March 15, 2007
A. RODDICK/I. Ljubicic
An interview with:
THE MODERATOR: Questions, please.
Q. That first set was pretty good tennis. Did you think it was good tennis? It was good to watch?
ANDY RODDICK: Yeah, I thought the second set was pretty good, too, but, you know, we were both taking care of our serves pretty well. And then, you know, the breakers, we had some pretty good points in each of them. Luckily, I was able to win a couple of the longer points there in the breakers.
Q. So you've served incredibly well four matches, no break points and volleying, too especially tonight.
ANDY RODDICK: Yeah, I mean, I don't know if you ever count on that. When you're on one of those things, you always feel like the next game could be the one where you get broken. So I think the biggest thing, I'm hitting my first forehand pretty well after my serves. I've been kind of using that shot real well, and I think that's more of the reason why, 'cause I didn't serve amazing tonight. I think I was in the fifties for my first serves in first set, didn't have many aces. I think it's that first ball I've been hitting well.
Q. Just talk more about the second set tie breakers. Four match points, but he played some pretty good points there, too.
ANDY RODDICK: Was that four?
Q. The four points he won it on, yeah?
ANDY RODDICK: You know, I had a -- you know, I had a couple pretty good looks at match points, and especially that volley. I drove it into the ground a little bit too much and he kind of -- I don't know. He had a continental grip while he was falling over the thing. I was thinking ,"Oh, no, don't" -- "Let's not do this."
But, you know, I was excited because I was playing the way I wanted to in the breakers. I kept going forward. I won some points. I lost some points. I hit a new little chip short one, that won me a couple points. I was happy with that.
You know, I thought all in all, I gave myself a chance to win and eventually was able to do it.
Q. How long have you had that chip short one?
ANDY RODDICK: I don't know. I was trying to hit it in practice, some last week, and hit some really, really bad ones. But, you know, you kind of got to throw it into the fire if you want to try to improve a little bit.
Q. Andy, something about the passing shots, do you have to alter your game plan at all playing a person like him?
ANDY RODDICK: No, I just -- have to make sure he doesn't like them hitting them off the deep approach shot when I hit them really hard. I can't let him get away with just -- you know, if you tell me if he's going to hit balls on the service line and I'm going to stay and just rally with him, or I get the chance to really take a crank and go to the net, I can tell you right now which one I'm going to have more success with.

########

◆ SET PROBLEM A ◆
Sum up the interview in two sentences.
◆ SET PROBLEM B ◆
Transcribe the interview from "Q. The four" up to and including "happy with that.".
◆ SET PROBLEM C ◆
Render this sentence from the interview in Spanish: "Luckily, I was able to win a couple of the longer points there in the breakers."

◆ Raw lines ◆

########

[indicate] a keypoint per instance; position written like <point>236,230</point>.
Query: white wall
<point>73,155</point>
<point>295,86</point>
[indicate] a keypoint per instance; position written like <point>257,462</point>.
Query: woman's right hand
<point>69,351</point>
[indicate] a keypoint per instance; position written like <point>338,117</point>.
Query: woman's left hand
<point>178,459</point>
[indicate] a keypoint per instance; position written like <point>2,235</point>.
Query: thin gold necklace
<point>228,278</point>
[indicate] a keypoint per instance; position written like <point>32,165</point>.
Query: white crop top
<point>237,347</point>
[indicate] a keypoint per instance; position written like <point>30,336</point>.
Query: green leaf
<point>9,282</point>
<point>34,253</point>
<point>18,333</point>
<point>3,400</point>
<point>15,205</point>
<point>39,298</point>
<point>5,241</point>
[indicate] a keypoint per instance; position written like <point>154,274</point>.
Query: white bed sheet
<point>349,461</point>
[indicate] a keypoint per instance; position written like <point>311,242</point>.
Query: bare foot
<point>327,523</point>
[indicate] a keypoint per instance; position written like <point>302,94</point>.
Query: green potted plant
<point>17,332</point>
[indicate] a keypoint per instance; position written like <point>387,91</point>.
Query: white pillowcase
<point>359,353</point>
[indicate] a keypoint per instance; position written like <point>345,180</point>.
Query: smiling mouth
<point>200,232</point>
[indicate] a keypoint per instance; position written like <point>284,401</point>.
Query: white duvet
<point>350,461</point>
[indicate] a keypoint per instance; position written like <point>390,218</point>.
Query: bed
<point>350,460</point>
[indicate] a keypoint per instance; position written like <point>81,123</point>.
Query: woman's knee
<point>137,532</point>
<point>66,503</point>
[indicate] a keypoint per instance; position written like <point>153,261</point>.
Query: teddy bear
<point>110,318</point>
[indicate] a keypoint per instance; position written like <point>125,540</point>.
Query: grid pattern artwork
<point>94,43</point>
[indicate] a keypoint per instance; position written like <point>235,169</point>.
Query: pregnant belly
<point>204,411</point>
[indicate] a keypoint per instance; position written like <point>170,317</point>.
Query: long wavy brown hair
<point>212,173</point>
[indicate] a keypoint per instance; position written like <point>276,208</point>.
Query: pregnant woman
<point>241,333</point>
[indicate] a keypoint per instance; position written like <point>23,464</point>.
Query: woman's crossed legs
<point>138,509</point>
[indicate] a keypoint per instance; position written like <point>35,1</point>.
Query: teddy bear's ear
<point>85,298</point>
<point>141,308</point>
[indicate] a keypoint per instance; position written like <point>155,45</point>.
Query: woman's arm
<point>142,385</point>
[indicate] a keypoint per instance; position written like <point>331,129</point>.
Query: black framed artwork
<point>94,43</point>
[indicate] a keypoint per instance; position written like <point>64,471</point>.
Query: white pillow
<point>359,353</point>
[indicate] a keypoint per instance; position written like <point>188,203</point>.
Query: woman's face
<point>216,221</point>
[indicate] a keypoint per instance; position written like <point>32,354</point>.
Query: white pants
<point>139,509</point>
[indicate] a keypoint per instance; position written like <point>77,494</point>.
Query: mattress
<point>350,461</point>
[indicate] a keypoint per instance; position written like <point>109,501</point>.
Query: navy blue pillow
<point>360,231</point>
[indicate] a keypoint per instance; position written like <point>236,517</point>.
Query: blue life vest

########

◆ FULL OUTPUT A ◆
Andy Roddick said he and his opponent both held serve well and that he won some of the longer points in the tiebreakers, crediting his first forehand after the serve more than the serve itself, which he said was not amazing that night. He added that he was happy to keep going forward in the breakers and to win a couple of points with a new chip short shot he had been trying in practice.

◆ FULL OUTPUT B ◆
Q. The four points he won it on, yeah?
ANDY RODDICK: You know, I had a -- you know, I had a couple pretty good looks at match points, and especially that volley. I drove it into the ground a little bit too much and he kind of -- I don't know. He had a continental grip while he was falling over the thing. I was thinking ,"Oh, no, don't" -- "Let's not do this."
But, you know, I was excited because I was playing the way I wanted to in the breakers. I kept going forward. I won some points. I lost some points. I hit a new little chip short one, that won me a couple points. I was happy with that.

◆ FULL OUTPUT C ◆
Por suerte, pude ganar un par de los puntos más largos ahí en los desempates.